• Pagina:
══════

Usciva i primi giorni di
luglio del 1970 l'album dei Traffic
"John Barleycorn Must Die",
capolavoro della musica rock-jazz-prog-etno-blues.
Di Paolo Madeddu
A volte per
raggiungere un obiettivo ci si deve muovere in direzione opposta. Nel 1970 il
22enne Steve Winwood, enfant prodige coccolato come un gattino dal boss della
Island Chris Blackwell, riuscì dopo 4 anni di tentativi a fare dei Traffic il
proprio gruppo. E non solo: per imporre il proprio
modernissimo jazz-rock il fanciullo di Birmingham si ritrovò ad usare come cavallo di Troia una
ballata scozzese del 1400.
I Traffic si erano
sciolti dopo i sovrumani sforzi di far convivere sotto lo stesso tetto Winwood
e Dave Mason, confezionatore di “hit” adatti ai mutevoli umori degli anni ‘60: dalla fantasmagorica psichedelia
di “Hole in my shoe” al gagliardo
blues-rock di “Feelin’ alright”. Ma il
ragazzo-prodigio attorno al quale era stata costruita la band assisteva
insofferente, incapace di andare verso il pubblico come Mason, e del tutto
allergico agli ingredienti principali del pop: strofa, ritornello e minutaggio
contenuto. La tensione aveva indotto lo stesso Mason a fare fagotto, ma un
Winwood demotivato aveva già deciso in cuor suo che nonostante l’amicizia con Jim Capaldi e Chris
Wood, i Traffic non erano la sua band. Rispettato il contratto, col mesto
epitaffio intitolato perentoriamente “Last exit”, si era fatto coinvolgere dai “supergrupp” in voga all’epoca: i Blind Faith (Eric Clapton, Ginger Baker e Rick Grech), e poi gli
Air Force (lo stesso Baker, Grech, Denny Laine e il ritrovato Wood). I
risultati un pò grigi lo fecero optare per la carriera solista, anzi,
solipsista: un disco intitolato “Mad shadows” in cui avrebbe suonato tutti gli strumenti, libero
finalmente da soci ingombranti.

══════

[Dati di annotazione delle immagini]
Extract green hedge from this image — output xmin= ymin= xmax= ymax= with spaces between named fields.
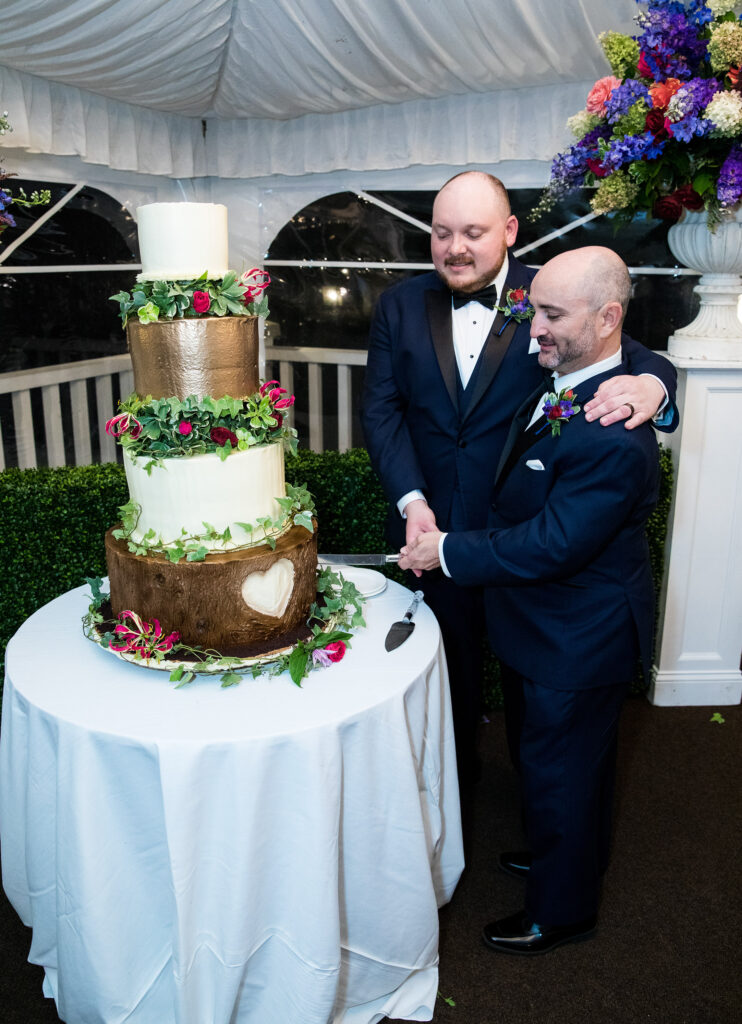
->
xmin=0 ymin=449 xmax=672 ymax=705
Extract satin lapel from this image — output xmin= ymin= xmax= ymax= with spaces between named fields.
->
xmin=425 ymin=289 xmax=459 ymax=412
xmin=494 ymin=384 xmax=543 ymax=483
xmin=462 ymin=312 xmax=518 ymax=423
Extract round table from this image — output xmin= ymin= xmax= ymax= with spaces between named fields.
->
xmin=0 ymin=582 xmax=464 ymax=1024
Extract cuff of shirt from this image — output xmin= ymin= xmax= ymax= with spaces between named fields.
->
xmin=397 ymin=490 xmax=426 ymax=519
xmin=438 ymin=534 xmax=451 ymax=580
xmin=639 ymin=374 xmax=672 ymax=427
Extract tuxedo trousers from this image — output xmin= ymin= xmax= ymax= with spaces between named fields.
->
xmin=408 ymin=569 xmax=485 ymax=790
xmin=503 ymin=667 xmax=628 ymax=927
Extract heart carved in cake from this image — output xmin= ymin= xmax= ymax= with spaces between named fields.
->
xmin=243 ymin=558 xmax=294 ymax=618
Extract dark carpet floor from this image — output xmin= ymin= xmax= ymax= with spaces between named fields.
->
xmin=0 ymin=697 xmax=742 ymax=1024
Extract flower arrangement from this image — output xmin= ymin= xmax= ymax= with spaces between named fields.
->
xmin=105 ymin=381 xmax=297 ymax=466
xmin=531 ymin=0 xmax=742 ymax=229
xmin=538 ymin=388 xmax=581 ymax=437
xmin=111 ymin=266 xmax=270 ymax=327
xmin=83 ymin=566 xmax=365 ymax=689
xmin=0 ymin=111 xmax=51 ymax=234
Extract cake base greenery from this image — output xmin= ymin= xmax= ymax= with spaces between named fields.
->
xmin=83 ymin=566 xmax=365 ymax=688
xmin=0 ymin=447 xmax=672 ymax=708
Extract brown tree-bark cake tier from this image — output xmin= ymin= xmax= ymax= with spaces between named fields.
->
xmin=105 ymin=526 xmax=317 ymax=653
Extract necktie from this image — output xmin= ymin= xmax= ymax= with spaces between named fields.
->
xmin=451 ymin=285 xmax=497 ymax=309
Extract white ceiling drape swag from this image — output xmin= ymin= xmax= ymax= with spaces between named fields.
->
xmin=0 ymin=67 xmax=207 ymax=178
xmin=0 ymin=0 xmax=637 ymax=178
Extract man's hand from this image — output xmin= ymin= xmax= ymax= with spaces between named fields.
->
xmin=584 ymin=374 xmax=665 ymax=430
xmin=399 ymin=529 xmax=441 ymax=575
xmin=402 ymin=498 xmax=436 ymax=577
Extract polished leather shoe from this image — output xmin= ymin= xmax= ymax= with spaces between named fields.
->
xmin=482 ymin=910 xmax=597 ymax=956
xmin=497 ymin=850 xmax=531 ymax=879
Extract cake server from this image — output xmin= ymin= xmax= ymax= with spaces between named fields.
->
xmin=384 ymin=590 xmax=425 ymax=650
xmin=317 ymin=554 xmax=399 ymax=565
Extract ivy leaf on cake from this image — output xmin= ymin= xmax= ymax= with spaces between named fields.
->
xmin=111 ymin=266 xmax=270 ymax=327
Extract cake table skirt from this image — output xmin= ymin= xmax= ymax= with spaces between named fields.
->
xmin=0 ymin=584 xmax=463 ymax=1024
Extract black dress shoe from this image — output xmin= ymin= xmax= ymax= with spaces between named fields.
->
xmin=482 ymin=910 xmax=597 ymax=956
xmin=497 ymin=850 xmax=531 ymax=879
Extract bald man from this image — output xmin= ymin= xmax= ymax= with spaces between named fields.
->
xmin=400 ymin=247 xmax=659 ymax=955
xmin=362 ymin=171 xmax=676 ymax=792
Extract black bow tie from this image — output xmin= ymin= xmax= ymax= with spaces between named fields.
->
xmin=451 ymin=285 xmax=497 ymax=309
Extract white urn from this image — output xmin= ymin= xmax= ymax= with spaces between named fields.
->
xmin=667 ymin=209 xmax=742 ymax=362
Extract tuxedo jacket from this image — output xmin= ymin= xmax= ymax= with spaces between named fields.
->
xmin=362 ymin=256 xmax=676 ymax=547
xmin=443 ymin=366 xmax=659 ymax=689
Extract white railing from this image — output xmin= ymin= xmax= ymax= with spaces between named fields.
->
xmin=0 ymin=345 xmax=366 ymax=470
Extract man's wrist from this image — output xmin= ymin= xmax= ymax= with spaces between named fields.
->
xmin=438 ymin=534 xmax=451 ymax=580
xmin=397 ymin=490 xmax=428 ymax=519
xmin=639 ymin=374 xmax=671 ymax=426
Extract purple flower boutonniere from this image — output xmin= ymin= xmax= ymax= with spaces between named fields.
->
xmin=541 ymin=388 xmax=580 ymax=437
xmin=497 ymin=288 xmax=533 ymax=324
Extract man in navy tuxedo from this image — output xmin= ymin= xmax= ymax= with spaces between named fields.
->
xmin=362 ymin=171 xmax=676 ymax=787
xmin=400 ymin=247 xmax=659 ymax=954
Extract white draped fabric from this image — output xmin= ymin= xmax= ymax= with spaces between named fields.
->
xmin=0 ymin=583 xmax=464 ymax=1024
xmin=0 ymin=0 xmax=637 ymax=178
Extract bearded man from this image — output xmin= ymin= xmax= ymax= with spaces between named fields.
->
xmin=362 ymin=171 xmax=678 ymax=790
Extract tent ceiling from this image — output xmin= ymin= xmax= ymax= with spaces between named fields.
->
xmin=0 ymin=0 xmax=637 ymax=120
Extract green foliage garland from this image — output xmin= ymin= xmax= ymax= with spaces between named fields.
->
xmin=0 ymin=449 xmax=672 ymax=707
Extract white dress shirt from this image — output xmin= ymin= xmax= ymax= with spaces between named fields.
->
xmin=438 ymin=345 xmax=621 ymax=577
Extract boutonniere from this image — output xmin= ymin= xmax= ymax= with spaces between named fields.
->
xmin=538 ymin=388 xmax=580 ymax=437
xmin=495 ymin=288 xmax=533 ymax=334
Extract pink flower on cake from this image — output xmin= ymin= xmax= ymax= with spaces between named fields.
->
xmin=111 ymin=608 xmax=180 ymax=658
xmin=324 ymin=640 xmax=345 ymax=662
xmin=105 ymin=413 xmax=141 ymax=440
xmin=239 ymin=266 xmax=270 ymax=306
xmin=193 ymin=292 xmax=211 ymax=313
xmin=584 ymin=75 xmax=621 ymax=114
xmin=209 ymin=427 xmax=237 ymax=449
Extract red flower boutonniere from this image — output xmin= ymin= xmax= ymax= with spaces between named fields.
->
xmin=539 ymin=388 xmax=580 ymax=437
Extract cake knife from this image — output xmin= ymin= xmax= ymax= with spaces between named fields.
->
xmin=317 ymin=553 xmax=399 ymax=565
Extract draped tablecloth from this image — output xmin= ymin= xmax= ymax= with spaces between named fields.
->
xmin=0 ymin=583 xmax=464 ymax=1024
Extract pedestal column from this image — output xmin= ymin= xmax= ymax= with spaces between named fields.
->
xmin=649 ymin=354 xmax=742 ymax=706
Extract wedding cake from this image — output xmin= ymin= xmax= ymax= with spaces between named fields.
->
xmin=105 ymin=203 xmax=317 ymax=656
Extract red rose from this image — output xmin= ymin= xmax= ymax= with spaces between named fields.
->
xmin=652 ymin=193 xmax=683 ymax=220
xmin=209 ymin=427 xmax=237 ymax=447
xmin=193 ymin=292 xmax=211 ymax=313
xmin=587 ymin=157 xmax=611 ymax=178
xmin=672 ymin=184 xmax=703 ymax=210
xmin=324 ymin=640 xmax=345 ymax=662
xmin=637 ymin=50 xmax=654 ymax=78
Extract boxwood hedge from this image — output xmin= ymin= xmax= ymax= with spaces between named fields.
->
xmin=0 ymin=449 xmax=672 ymax=705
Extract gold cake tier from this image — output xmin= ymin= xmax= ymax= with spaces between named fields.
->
xmin=126 ymin=316 xmax=260 ymax=400
xmin=105 ymin=526 xmax=317 ymax=653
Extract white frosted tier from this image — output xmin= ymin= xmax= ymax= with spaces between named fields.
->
xmin=136 ymin=203 xmax=229 ymax=281
xmin=124 ymin=444 xmax=286 ymax=551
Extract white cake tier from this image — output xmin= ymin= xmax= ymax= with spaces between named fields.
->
xmin=124 ymin=444 xmax=286 ymax=551
xmin=136 ymin=203 xmax=229 ymax=281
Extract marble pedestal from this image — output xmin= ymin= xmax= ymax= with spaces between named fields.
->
xmin=649 ymin=354 xmax=742 ymax=706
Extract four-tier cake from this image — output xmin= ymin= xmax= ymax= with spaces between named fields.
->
xmin=105 ymin=203 xmax=317 ymax=656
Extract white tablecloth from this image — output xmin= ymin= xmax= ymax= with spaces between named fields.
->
xmin=0 ymin=583 xmax=464 ymax=1024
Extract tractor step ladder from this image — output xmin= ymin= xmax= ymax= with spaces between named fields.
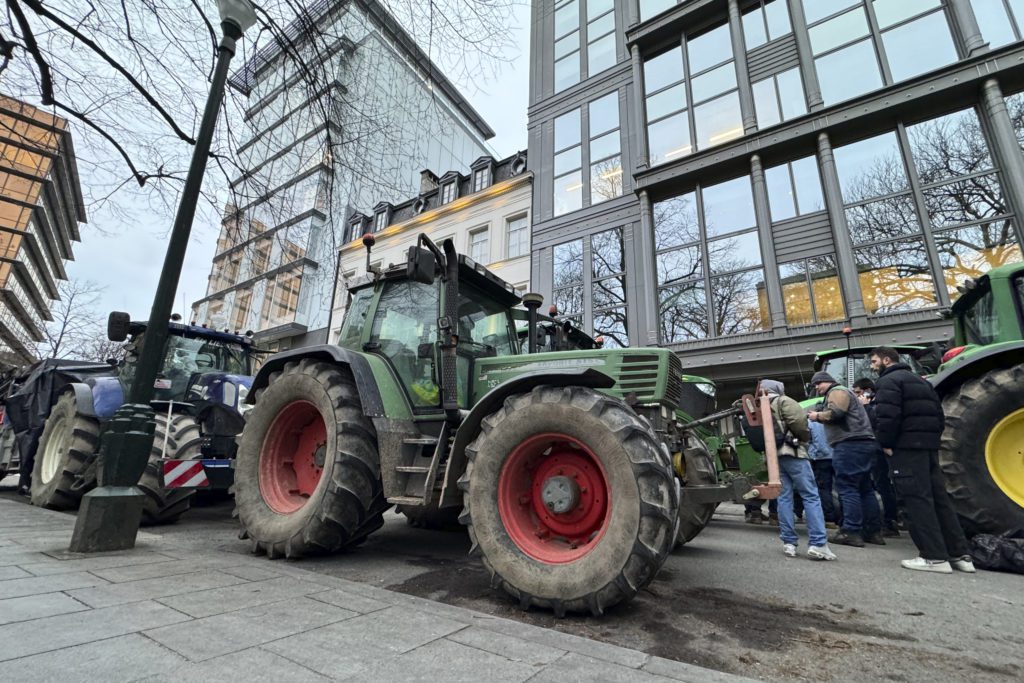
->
xmin=387 ymin=422 xmax=451 ymax=506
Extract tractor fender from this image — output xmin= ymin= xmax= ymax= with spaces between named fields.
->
xmin=441 ymin=368 xmax=615 ymax=507
xmin=929 ymin=340 xmax=1024 ymax=396
xmin=246 ymin=344 xmax=385 ymax=418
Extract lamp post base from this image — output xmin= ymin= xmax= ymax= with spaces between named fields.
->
xmin=69 ymin=486 xmax=145 ymax=553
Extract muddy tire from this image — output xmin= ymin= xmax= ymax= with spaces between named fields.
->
xmin=233 ymin=359 xmax=389 ymax=559
xmin=395 ymin=505 xmax=464 ymax=531
xmin=138 ymin=415 xmax=203 ymax=525
xmin=459 ymin=386 xmax=679 ymax=616
xmin=32 ymin=392 xmax=99 ymax=510
xmin=939 ymin=365 xmax=1024 ymax=537
xmin=676 ymin=442 xmax=718 ymax=546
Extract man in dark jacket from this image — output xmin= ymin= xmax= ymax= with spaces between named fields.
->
xmin=871 ymin=346 xmax=974 ymax=573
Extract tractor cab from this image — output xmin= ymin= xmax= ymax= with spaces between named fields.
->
xmin=112 ymin=322 xmax=253 ymax=407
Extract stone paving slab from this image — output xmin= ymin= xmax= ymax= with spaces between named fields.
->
xmin=145 ymin=598 xmax=357 ymax=661
xmin=0 ymin=633 xmax=184 ymax=683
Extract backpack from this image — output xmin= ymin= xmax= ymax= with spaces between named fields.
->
xmin=739 ymin=396 xmax=785 ymax=453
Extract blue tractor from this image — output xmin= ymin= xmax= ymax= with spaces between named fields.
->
xmin=6 ymin=312 xmax=254 ymax=524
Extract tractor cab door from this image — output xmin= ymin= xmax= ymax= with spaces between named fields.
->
xmin=366 ymin=280 xmax=440 ymax=411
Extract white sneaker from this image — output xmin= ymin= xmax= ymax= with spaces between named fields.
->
xmin=949 ymin=555 xmax=978 ymax=573
xmin=807 ymin=543 xmax=838 ymax=561
xmin=900 ymin=557 xmax=953 ymax=573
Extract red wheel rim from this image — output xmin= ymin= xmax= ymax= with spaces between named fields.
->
xmin=498 ymin=433 xmax=611 ymax=564
xmin=259 ymin=400 xmax=327 ymax=514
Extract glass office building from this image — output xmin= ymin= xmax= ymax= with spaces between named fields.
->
xmin=0 ymin=96 xmax=85 ymax=372
xmin=529 ymin=0 xmax=1024 ymax=390
xmin=193 ymin=0 xmax=494 ymax=349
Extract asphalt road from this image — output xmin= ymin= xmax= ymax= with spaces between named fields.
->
xmin=0 ymin=479 xmax=1024 ymax=681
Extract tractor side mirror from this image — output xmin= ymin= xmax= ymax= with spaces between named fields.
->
xmin=406 ymin=246 xmax=437 ymax=285
xmin=106 ymin=310 xmax=131 ymax=342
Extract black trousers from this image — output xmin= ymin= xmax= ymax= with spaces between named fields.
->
xmin=889 ymin=450 xmax=971 ymax=560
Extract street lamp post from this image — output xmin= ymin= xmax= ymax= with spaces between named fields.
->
xmin=70 ymin=0 xmax=256 ymax=553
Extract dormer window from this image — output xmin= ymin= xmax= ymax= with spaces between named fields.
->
xmin=473 ymin=166 xmax=490 ymax=193
xmin=441 ymin=180 xmax=457 ymax=204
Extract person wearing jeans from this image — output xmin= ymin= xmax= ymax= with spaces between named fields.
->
xmin=807 ymin=372 xmax=886 ymax=548
xmin=761 ymin=380 xmax=836 ymax=560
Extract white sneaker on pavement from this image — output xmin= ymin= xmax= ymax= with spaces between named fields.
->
xmin=949 ymin=555 xmax=978 ymax=573
xmin=807 ymin=543 xmax=838 ymax=560
xmin=900 ymin=557 xmax=953 ymax=573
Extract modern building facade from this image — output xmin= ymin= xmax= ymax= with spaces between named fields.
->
xmin=529 ymin=0 xmax=1024 ymax=393
xmin=330 ymin=152 xmax=534 ymax=340
xmin=0 ymin=96 xmax=85 ymax=372
xmin=193 ymin=0 xmax=494 ymax=349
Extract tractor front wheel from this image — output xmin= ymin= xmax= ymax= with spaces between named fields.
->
xmin=32 ymin=392 xmax=99 ymax=510
xmin=939 ymin=365 xmax=1024 ymax=536
xmin=233 ymin=359 xmax=388 ymax=559
xmin=460 ymin=386 xmax=679 ymax=616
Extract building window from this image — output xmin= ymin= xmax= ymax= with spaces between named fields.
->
xmin=644 ymin=24 xmax=743 ymax=166
xmin=654 ymin=176 xmax=770 ymax=344
xmin=441 ymin=181 xmax=459 ymax=204
xmin=778 ymin=254 xmax=846 ymax=327
xmin=803 ymin=0 xmax=956 ymax=104
xmin=971 ymin=0 xmax=1024 ymax=48
xmin=743 ymin=0 xmax=793 ymax=50
xmin=765 ymin=156 xmax=825 ymax=222
xmin=589 ymin=91 xmax=623 ymax=205
xmin=752 ymin=67 xmax=807 ymax=128
xmin=469 ymin=227 xmax=490 ymax=265
xmin=506 ymin=216 xmax=529 ymax=258
xmin=473 ymin=166 xmax=490 ymax=193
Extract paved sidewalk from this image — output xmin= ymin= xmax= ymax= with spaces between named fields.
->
xmin=0 ymin=500 xmax=753 ymax=683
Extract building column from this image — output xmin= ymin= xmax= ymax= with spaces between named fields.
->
xmin=636 ymin=189 xmax=662 ymax=346
xmin=630 ymin=44 xmax=650 ymax=171
xmin=946 ymin=0 xmax=988 ymax=57
xmin=788 ymin=0 xmax=825 ymax=112
xmin=729 ymin=0 xmax=758 ymax=133
xmin=751 ymin=155 xmax=786 ymax=335
xmin=981 ymin=78 xmax=1024 ymax=244
xmin=818 ymin=133 xmax=867 ymax=326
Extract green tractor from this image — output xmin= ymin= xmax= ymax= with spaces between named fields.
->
xmin=931 ymin=263 xmax=1024 ymax=537
xmin=234 ymin=236 xmax=749 ymax=615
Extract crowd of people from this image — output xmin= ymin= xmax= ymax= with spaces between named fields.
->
xmin=748 ymin=346 xmax=975 ymax=573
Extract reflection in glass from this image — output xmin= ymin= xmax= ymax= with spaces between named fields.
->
xmin=711 ymin=270 xmax=769 ymax=337
xmin=935 ymin=219 xmax=1022 ymax=299
xmin=846 ymin=195 xmax=921 ymax=245
xmin=647 ymin=112 xmax=693 ymax=166
xmin=654 ymin=193 xmax=700 ymax=251
xmin=693 ymin=92 xmax=743 ymax=148
xmin=708 ymin=230 xmax=761 ymax=274
xmin=835 ymin=133 xmax=909 ymax=204
xmin=590 ymin=227 xmax=626 ymax=278
xmin=814 ymin=38 xmax=882 ymax=105
xmin=657 ymin=281 xmax=711 ymax=344
xmin=882 ymin=11 xmax=956 ymax=83
xmin=702 ymin=175 xmax=757 ymax=238
xmin=854 ymin=240 xmax=936 ymax=314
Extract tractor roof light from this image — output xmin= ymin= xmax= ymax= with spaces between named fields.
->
xmin=942 ymin=346 xmax=967 ymax=362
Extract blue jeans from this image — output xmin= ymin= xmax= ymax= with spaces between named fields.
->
xmin=778 ymin=456 xmax=828 ymax=546
xmin=833 ymin=439 xmax=882 ymax=536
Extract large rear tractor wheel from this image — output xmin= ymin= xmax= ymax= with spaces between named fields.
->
xmin=939 ymin=365 xmax=1024 ymax=536
xmin=138 ymin=414 xmax=203 ymax=525
xmin=674 ymin=441 xmax=718 ymax=546
xmin=32 ymin=392 xmax=99 ymax=510
xmin=459 ymin=386 xmax=679 ymax=616
xmin=234 ymin=359 xmax=388 ymax=559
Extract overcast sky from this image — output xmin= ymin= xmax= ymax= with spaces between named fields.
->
xmin=68 ymin=3 xmax=529 ymax=319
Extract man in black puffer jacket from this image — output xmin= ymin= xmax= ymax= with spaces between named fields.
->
xmin=871 ymin=346 xmax=974 ymax=573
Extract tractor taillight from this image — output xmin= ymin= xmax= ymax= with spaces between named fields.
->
xmin=942 ymin=346 xmax=967 ymax=362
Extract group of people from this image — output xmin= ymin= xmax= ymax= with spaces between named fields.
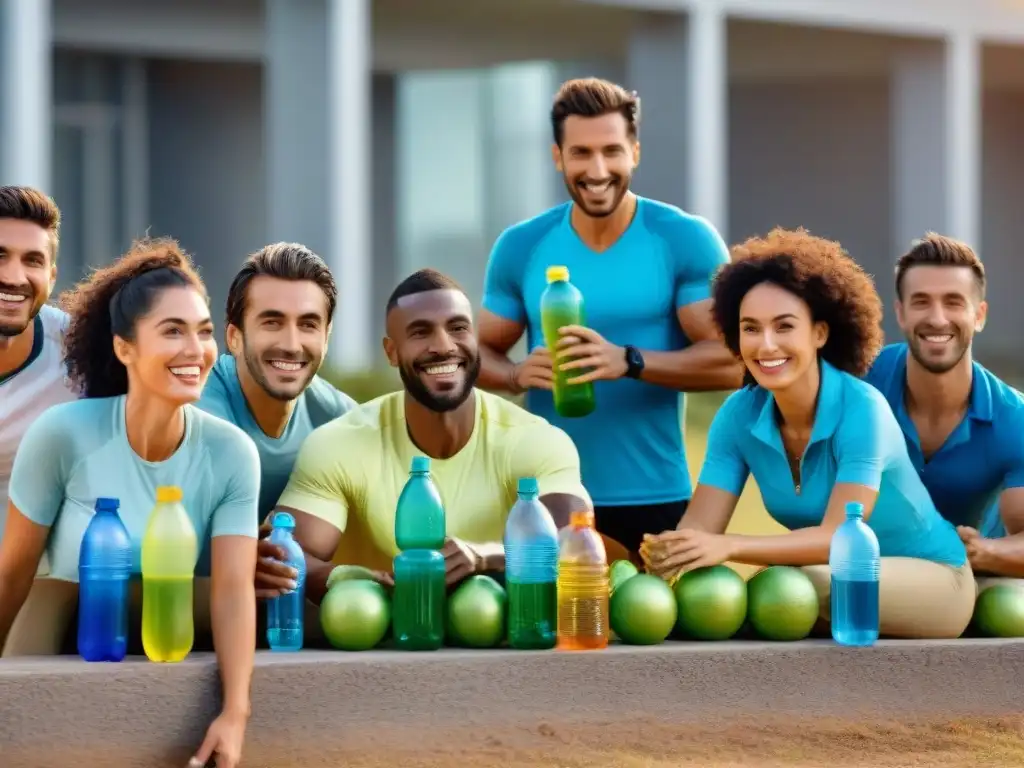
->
xmin=0 ymin=72 xmax=1024 ymax=768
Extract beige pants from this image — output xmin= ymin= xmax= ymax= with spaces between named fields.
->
xmin=977 ymin=577 xmax=1024 ymax=595
xmin=803 ymin=557 xmax=976 ymax=639
xmin=0 ymin=579 xmax=212 ymax=657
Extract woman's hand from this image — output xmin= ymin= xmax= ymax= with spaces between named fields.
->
xmin=642 ymin=528 xmax=732 ymax=579
xmin=188 ymin=712 xmax=249 ymax=768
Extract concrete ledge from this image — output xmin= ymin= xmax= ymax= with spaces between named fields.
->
xmin=6 ymin=639 xmax=1024 ymax=768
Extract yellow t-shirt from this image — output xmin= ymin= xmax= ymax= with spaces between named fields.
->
xmin=279 ymin=389 xmax=591 ymax=570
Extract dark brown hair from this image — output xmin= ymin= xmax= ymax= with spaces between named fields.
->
xmin=0 ymin=186 xmax=60 ymax=259
xmin=713 ymin=228 xmax=883 ymax=384
xmin=551 ymin=78 xmax=640 ymax=146
xmin=896 ymin=232 xmax=985 ymax=299
xmin=60 ymin=238 xmax=209 ymax=397
xmin=227 ymin=243 xmax=338 ymax=328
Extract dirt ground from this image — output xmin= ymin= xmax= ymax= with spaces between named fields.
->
xmin=245 ymin=716 xmax=1024 ymax=768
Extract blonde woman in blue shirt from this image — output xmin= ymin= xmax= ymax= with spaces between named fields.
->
xmin=645 ymin=229 xmax=975 ymax=638
xmin=0 ymin=240 xmax=260 ymax=768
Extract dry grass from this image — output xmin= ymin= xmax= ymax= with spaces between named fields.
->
xmin=253 ymin=717 xmax=1024 ymax=768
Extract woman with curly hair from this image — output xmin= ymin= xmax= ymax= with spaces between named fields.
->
xmin=0 ymin=240 xmax=260 ymax=768
xmin=645 ymin=229 xmax=975 ymax=638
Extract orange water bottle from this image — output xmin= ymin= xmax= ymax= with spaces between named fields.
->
xmin=556 ymin=510 xmax=609 ymax=650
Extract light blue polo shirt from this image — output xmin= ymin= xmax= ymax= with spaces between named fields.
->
xmin=10 ymin=395 xmax=259 ymax=582
xmin=700 ymin=361 xmax=967 ymax=567
xmin=196 ymin=354 xmax=356 ymax=521
xmin=865 ymin=343 xmax=1024 ymax=536
xmin=483 ymin=198 xmax=729 ymax=506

══════

• Lavoro richiesto:
(1) Stampa parola per parola il brano dell'articolo sui Traffic che va da "Usciva i primi" fino a "scozzese del 1400.".
(2) Trasforma in una lista numerata le righe dell'elenco che vanno da quella contenente "Extract dormer window" fino a quella contenente "xmin=460 ymin=386 xmax=679 ymax=616", entrambe incluse, tralasciando le righe vuote. Riporta soltanto queste righe.

• Risultati per compito:
(1)
Usciva i primi giorni di
luglio del 1970 l'album dei Traffic
"John Barleycorn Must Die",
capolavoro della musica rock-jazz-prog-etno-blues.
Di Paolo Madeddu
A volte per
raggiungere un obiettivo ci si deve muovere in direzione opposta. Nel 1970 il
22enne Steve Winwood, enfant prodige coccolato come un gattino dal boss della
Island Chris Blackwell, riuscì dopo 4 anni di tentativi a fare dei Traffic il
proprio gruppo. E non solo: per imporre il proprio
modernissimo jazz-rock il fanciullo di Birmingham si ritrovò ad usare come cavallo di Troia una
ballata scozzese del 1400.

(2)
1. Extract dormer window from this image — output xmin= ymin= xmax= ymax= with spaces between named fields.
2. ->
3. xmin=473 ymin=166 xmax=490 ymax=193
4. xmin=441 ymin=180 xmax=457 ymax=204
5. Extract person wearing jeans from this image — output xmin= ymin= xmax= ymax= with spaces between named fields.
6. ->
7. xmin=807 ymin=372 xmax=886 ymax=548
8. xmin=761 ymin=380 xmax=836 ymax=560
9. Extract white sneaker on pavement from this image — output xmin= ymin= xmax= ymax= with spaces between named fields.
10. ->
11. xmin=949 ymin=555 xmax=978 ymax=573
12. xmin=807 ymin=543 xmax=838 ymax=560
13. xmin=900 ymin=557 xmax=953 ymax=573
14. Extract modern building facade from this image — output xmin= ymin= xmax= ymax= with spaces between named fields.
15. ->
16. xmin=529 ymin=0 xmax=1024 ymax=393
17. xmin=330 ymin=152 xmax=534 ymax=340
18. xmin=0 ymin=96 xmax=85 ymax=372
19. xmin=193 ymin=0 xmax=494 ymax=349
20. Extract tractor front wheel from this image — output xmin= ymin= xmax= ymax= with spaces between named fields.
21. ->
22. xmin=32 ymin=392 xmax=99 ymax=510
23. xmin=939 ymin=365 xmax=1024 ymax=536
24. xmin=233 ymin=359 xmax=388 ymax=559
25. xmin=460 ymin=386 xmax=679 ymax=616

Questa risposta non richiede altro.